> **Lesetext**:
_ _ _ _ _ _ _
Eine insgesamt positive Bilanz ziehen die beteiligten Wohlfahrtsverbände zum vierten Aktionstag der Migrationsberatung für erwachsene Zuwanderer (im folgenden MBE) und Jugendmigrationsdienst (im folgenden JMD) am 20.09.2018 in ihrer zentralen Anlaufstelle in der Berswordthalle. Die Kooperation der Verbände zeigt deutliche Synergieeffekte, die in der schwer überschaubaren Landschaft von projektbezogenen Stellen und Zuständigkeiten sehr hilfreich sind.
Seit 2005 arbeiten AWO, Caritas, Deutsches Rotes Kreuz, Diakonisches Werk, IN VIA, Planerladen und Stadtteilschule mit nunmehr 18 Beratenden zusammen, um Neuzugewanderten die Eingewöhnung und das Leben in der neuen Heimat zu erleichtern. Bereits im Jahr 2006 haben die Wohlfahrtsverbände ein gemeinsames Clearing-Büro in der Berswordthalle eröffnet, um die Zuwanderten bei der Integration zu unterstützen.
Dieses Mal hat die Vernetzung sich entschlossen, die Gelegenheit zu nutzen und im Rahmen des Aktionstages mit den Bundesabgeordneten zusammen zu kommen. Torsten Sommer vertrat SPD-MdB Marco Bülow und Christian Seydler folgte der Einladung als Vertretung für DIE LINKE-MdB Ulla Jelpke.
_ _ _ _ _ _ _
> **Inhalt des Datensatzes**:
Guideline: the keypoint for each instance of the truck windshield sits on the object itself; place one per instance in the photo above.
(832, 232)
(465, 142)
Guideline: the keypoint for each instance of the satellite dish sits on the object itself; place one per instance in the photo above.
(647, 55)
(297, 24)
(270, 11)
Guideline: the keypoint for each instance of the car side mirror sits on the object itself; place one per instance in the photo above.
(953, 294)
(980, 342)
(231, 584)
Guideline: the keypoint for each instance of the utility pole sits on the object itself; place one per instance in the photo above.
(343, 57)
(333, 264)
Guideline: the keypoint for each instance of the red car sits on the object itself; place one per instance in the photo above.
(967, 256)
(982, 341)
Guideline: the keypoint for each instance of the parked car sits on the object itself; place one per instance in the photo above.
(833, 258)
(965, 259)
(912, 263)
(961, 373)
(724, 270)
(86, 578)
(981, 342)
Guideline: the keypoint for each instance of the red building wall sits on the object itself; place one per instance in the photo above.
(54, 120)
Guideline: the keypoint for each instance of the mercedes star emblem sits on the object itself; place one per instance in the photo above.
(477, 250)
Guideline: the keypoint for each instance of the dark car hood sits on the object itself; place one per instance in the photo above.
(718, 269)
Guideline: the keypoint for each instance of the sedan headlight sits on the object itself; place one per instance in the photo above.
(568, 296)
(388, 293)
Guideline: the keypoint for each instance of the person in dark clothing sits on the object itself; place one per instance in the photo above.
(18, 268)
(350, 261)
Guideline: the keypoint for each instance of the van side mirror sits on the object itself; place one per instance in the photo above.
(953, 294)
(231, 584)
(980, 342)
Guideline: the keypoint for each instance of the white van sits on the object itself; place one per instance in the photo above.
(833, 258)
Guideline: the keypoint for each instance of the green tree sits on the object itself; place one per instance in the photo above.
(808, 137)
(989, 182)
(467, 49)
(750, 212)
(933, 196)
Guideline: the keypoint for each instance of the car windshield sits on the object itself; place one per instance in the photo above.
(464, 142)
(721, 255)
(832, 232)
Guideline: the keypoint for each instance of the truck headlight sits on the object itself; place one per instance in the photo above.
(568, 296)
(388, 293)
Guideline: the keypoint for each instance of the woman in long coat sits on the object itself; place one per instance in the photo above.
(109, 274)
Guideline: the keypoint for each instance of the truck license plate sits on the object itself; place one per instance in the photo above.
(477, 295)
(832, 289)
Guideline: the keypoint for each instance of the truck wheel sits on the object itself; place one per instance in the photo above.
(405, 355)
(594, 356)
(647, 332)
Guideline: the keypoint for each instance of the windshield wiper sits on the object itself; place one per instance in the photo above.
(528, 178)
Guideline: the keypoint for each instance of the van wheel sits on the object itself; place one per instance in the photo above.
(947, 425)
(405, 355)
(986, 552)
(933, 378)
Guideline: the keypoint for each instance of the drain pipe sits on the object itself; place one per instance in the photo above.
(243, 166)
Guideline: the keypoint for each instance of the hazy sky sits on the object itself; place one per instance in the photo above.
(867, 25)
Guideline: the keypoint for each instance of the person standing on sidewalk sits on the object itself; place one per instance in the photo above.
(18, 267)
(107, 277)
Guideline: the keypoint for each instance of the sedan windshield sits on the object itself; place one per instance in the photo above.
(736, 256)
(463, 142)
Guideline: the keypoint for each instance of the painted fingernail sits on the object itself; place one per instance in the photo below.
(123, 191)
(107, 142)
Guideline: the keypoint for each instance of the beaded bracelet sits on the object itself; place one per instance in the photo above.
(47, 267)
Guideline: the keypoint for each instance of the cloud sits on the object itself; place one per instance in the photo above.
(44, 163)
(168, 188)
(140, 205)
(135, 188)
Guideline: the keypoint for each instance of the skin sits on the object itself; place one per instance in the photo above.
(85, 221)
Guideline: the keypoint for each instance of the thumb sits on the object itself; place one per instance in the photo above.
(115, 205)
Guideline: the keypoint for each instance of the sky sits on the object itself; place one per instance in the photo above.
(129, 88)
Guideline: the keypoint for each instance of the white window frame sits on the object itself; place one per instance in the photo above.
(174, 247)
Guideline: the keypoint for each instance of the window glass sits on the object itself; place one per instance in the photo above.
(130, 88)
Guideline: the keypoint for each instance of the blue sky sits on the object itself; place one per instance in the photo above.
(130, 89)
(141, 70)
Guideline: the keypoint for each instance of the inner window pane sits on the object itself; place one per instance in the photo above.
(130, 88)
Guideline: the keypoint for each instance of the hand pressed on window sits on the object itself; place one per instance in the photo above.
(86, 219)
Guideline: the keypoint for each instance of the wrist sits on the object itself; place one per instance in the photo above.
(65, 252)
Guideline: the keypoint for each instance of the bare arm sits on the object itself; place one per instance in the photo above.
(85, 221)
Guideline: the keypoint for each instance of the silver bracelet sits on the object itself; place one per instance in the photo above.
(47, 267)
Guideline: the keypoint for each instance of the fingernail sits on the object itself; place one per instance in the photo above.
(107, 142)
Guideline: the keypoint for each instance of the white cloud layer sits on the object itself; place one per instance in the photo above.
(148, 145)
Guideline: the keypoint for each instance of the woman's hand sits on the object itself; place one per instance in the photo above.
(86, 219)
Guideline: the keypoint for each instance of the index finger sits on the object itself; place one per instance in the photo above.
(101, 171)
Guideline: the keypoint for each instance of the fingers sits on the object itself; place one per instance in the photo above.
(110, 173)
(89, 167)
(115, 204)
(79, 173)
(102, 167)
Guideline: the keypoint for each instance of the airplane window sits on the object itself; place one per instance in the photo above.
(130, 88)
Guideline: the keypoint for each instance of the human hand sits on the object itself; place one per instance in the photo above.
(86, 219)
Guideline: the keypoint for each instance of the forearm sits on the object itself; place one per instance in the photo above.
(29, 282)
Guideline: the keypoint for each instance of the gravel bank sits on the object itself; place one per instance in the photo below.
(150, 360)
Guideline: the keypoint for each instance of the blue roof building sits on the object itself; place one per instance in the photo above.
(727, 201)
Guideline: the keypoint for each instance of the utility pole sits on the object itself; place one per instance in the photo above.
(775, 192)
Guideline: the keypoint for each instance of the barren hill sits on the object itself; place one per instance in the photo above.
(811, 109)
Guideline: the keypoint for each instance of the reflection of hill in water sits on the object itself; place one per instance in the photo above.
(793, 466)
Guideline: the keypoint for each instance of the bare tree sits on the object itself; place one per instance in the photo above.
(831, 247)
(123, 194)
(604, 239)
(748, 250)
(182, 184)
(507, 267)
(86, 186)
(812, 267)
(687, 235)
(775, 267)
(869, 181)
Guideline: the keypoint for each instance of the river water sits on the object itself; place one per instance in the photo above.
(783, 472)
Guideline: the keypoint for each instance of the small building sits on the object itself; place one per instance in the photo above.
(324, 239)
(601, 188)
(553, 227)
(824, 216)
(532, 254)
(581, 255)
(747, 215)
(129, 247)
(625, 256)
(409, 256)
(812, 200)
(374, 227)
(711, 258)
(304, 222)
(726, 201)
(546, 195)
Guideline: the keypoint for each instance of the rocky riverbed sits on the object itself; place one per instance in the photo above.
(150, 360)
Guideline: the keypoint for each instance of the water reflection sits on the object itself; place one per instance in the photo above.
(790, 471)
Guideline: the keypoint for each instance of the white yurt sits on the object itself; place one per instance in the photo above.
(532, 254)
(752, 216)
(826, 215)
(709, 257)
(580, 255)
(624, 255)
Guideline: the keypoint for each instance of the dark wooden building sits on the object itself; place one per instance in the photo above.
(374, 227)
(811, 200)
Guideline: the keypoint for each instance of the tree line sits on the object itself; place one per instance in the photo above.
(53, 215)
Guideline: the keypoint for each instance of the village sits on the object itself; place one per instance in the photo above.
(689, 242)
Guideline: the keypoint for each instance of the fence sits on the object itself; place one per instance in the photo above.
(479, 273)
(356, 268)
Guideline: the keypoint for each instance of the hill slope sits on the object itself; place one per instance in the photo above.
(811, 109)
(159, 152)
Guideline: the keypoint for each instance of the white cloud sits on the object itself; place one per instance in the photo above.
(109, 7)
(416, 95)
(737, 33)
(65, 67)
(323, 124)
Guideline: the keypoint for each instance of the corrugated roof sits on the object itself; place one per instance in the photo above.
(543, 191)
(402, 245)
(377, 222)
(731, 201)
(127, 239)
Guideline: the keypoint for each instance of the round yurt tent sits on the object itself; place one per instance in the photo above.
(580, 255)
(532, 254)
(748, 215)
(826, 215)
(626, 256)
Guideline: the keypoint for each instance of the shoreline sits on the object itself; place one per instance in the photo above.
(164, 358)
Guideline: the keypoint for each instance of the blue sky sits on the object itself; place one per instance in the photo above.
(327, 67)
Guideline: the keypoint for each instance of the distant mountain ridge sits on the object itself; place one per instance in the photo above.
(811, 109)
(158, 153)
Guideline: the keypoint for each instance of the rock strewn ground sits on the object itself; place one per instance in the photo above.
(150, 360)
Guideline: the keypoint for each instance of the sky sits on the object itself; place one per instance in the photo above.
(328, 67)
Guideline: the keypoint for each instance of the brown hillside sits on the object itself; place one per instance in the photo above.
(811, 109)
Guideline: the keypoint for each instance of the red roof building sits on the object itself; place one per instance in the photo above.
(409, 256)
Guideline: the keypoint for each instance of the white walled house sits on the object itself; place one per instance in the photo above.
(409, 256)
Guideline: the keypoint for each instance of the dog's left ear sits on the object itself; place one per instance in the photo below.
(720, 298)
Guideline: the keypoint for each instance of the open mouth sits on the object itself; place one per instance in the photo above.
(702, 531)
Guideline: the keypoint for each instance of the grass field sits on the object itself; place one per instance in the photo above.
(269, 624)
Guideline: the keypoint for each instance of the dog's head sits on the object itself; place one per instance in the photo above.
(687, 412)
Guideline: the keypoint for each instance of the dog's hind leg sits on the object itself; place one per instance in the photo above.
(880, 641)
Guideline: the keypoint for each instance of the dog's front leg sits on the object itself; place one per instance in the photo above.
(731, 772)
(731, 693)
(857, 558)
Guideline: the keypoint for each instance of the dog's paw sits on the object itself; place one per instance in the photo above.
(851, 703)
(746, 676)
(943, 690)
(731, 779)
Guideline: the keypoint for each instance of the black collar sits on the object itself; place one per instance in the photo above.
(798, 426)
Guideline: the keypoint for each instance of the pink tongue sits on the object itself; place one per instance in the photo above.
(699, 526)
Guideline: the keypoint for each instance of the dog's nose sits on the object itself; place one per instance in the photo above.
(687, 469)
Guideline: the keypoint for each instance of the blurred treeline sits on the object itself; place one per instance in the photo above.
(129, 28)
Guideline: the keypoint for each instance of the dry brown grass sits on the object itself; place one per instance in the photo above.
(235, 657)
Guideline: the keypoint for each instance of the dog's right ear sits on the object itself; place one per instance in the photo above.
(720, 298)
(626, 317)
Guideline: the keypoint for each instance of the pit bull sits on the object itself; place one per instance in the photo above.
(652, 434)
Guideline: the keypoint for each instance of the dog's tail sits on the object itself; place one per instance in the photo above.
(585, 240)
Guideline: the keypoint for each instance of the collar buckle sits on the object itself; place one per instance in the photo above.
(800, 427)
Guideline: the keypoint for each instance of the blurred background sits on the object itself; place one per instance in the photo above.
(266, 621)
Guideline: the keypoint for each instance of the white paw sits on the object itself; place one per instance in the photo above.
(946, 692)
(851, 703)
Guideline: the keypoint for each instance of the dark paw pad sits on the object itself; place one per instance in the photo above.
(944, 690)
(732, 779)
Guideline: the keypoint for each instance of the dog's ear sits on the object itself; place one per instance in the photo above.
_ _ _ _ _ _ _
Schreiben Sie aus dem Bericht zum Aktionstag der Migrationsberatung den Abschnitt wortgetreu ab, der mit den Worten „Eine insgesamt positive“ beginnt und mit „Integration zu unterstützen.“ endet.

Eine insgesamt positive Bilanz ziehen die beteiligten Wohlfahrtsverbände zum vierten Aktionstag der Migrationsberatung für erwachsene Zuwanderer (im folgenden MBE) und Jugendmigrationsdienst (im folgenden JMD) am 20.09.2018 in ihrer zentralen Anlaufstelle in der Berswordthalle. Die Kooperation der Verbände zeigt deutliche Synergieeffekte, die in der schwer überschaubaren Landschaft von projektbezogenen Stellen und Zuständigkeiten sehr hilfreich sind.
Seit 2005 arbeiten AWO, Caritas, Deutsches Rotes Kreuz, Diakonisches Werk, IN VIA, Planerladen und Stadtteilschule mit nunmehr 18 Beratenden zusammen, um Neuzugewanderten die Eingewöhnung und das Leben in der neuen Heimat zu erleichtern. Bereits im Jahr 2006 haben die Wohlfahrtsverbände ein gemeinsames Clearing-Büro in der Berswordthalle eröffnet, um die Zuwanderten bei der Integration zu unterstützen.